Top of Listed entries

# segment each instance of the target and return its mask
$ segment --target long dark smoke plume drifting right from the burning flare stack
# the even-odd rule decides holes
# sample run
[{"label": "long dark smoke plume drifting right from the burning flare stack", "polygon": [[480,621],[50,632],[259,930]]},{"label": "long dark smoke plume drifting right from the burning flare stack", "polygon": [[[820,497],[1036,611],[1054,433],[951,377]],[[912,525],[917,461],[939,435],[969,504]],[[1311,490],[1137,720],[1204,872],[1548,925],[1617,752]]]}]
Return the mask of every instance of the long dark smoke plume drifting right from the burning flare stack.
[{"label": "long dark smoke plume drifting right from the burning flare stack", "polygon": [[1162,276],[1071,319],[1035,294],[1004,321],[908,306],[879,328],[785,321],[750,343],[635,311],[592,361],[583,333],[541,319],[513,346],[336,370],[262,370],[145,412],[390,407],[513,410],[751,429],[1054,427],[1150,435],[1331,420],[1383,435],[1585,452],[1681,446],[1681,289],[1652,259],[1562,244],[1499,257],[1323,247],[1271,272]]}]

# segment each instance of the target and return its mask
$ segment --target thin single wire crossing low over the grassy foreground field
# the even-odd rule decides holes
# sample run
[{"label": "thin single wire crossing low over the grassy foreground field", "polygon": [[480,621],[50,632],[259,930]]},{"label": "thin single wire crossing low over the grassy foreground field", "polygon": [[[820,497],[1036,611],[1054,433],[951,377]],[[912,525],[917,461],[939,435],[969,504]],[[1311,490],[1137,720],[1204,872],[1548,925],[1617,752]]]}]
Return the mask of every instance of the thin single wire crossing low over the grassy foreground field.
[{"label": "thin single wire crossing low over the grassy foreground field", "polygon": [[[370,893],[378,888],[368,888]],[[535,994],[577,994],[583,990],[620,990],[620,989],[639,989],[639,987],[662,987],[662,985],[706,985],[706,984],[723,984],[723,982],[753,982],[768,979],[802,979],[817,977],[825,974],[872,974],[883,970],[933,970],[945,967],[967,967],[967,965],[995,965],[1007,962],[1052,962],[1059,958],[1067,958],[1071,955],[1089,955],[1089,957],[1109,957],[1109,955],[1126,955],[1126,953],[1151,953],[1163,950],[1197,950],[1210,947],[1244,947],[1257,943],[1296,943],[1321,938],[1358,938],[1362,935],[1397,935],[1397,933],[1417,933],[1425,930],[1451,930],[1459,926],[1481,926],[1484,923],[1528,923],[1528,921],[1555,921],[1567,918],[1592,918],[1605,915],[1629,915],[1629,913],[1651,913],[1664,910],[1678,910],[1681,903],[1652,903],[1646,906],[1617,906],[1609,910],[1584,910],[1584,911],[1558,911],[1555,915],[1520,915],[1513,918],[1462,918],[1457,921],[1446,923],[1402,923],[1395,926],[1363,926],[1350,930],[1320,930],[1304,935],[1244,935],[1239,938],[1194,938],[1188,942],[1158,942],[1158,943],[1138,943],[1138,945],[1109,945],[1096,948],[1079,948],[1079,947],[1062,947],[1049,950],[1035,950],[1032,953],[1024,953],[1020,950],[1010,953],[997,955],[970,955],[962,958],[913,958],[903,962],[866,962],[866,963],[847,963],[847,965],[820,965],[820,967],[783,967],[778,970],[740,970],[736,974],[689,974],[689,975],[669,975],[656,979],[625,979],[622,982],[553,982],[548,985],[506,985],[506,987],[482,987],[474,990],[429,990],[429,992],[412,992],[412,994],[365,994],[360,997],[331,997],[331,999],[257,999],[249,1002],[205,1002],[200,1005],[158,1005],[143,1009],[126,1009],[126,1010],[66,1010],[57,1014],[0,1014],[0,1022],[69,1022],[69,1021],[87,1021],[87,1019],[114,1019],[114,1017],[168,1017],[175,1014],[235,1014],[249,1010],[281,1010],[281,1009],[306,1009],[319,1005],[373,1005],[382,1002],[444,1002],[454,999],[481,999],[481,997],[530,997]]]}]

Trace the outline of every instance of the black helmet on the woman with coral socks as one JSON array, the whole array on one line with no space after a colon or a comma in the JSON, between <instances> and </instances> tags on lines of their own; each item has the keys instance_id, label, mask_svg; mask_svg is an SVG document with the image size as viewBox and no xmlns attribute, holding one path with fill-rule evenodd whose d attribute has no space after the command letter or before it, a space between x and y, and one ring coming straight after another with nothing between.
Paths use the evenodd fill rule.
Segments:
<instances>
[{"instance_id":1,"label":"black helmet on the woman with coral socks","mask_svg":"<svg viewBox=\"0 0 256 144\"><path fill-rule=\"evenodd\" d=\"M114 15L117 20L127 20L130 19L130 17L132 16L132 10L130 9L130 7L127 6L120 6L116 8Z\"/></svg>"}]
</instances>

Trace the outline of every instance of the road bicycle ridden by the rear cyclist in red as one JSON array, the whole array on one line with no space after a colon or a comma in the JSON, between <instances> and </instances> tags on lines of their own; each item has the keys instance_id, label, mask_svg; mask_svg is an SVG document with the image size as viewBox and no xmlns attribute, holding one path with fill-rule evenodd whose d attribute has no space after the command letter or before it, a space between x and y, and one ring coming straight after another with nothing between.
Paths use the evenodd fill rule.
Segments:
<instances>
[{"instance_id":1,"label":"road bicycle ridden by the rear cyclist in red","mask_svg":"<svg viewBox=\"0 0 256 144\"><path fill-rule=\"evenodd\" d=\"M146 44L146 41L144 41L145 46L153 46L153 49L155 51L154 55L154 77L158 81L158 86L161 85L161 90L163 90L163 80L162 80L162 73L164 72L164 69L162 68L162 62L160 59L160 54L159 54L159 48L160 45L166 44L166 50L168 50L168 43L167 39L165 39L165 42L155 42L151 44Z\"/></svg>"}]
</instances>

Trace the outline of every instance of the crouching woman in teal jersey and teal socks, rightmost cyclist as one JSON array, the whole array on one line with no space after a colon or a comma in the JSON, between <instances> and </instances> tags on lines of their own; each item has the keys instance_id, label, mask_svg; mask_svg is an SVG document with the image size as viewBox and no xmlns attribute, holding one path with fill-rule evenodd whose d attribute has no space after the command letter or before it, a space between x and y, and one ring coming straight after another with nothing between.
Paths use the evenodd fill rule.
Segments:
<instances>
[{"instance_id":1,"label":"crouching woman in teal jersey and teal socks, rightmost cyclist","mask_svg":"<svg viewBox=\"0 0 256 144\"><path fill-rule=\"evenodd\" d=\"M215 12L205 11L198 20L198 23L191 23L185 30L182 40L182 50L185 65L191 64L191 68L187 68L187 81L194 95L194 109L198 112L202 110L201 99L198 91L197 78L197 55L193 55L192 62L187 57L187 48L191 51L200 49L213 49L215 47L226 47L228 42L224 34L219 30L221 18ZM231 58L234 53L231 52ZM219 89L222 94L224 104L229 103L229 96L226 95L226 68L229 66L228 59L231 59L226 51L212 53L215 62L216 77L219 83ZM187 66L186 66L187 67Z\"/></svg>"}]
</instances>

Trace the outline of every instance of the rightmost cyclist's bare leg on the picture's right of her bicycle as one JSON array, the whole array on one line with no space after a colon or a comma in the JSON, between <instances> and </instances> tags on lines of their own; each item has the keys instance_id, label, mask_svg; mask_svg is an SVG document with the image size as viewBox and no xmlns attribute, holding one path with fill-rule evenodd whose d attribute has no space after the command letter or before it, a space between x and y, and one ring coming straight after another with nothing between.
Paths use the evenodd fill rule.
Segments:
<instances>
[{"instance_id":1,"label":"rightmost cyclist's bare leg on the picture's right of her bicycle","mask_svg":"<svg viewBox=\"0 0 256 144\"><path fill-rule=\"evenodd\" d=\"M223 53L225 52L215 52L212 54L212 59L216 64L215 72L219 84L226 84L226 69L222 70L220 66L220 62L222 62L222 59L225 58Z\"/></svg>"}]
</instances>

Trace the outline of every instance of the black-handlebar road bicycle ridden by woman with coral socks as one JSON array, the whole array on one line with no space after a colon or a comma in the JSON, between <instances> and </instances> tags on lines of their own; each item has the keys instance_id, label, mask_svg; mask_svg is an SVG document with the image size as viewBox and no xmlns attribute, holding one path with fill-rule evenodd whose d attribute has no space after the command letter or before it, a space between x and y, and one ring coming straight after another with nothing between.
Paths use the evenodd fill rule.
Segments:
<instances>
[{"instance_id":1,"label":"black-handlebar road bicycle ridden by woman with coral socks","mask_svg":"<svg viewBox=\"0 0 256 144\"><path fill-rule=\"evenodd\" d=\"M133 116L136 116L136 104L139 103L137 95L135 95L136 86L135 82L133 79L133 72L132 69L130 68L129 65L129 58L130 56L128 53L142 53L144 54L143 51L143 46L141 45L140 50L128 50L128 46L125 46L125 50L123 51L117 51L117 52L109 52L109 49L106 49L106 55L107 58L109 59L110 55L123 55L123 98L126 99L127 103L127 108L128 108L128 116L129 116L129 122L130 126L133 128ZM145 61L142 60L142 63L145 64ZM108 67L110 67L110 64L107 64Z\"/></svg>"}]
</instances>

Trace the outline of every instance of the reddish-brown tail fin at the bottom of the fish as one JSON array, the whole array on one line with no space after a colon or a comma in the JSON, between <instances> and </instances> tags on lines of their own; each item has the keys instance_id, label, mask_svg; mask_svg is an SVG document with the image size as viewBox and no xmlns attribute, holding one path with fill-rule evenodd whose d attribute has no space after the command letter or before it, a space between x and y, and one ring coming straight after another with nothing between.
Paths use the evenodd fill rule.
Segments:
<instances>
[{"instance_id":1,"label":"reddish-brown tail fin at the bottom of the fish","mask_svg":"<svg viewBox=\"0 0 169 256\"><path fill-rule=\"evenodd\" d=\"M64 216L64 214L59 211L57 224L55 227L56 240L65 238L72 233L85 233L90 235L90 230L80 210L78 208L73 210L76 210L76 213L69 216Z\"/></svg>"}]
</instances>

Bottom of Listed entries

Tell me how many lines of the records include the word "target", replying with the number alone.

4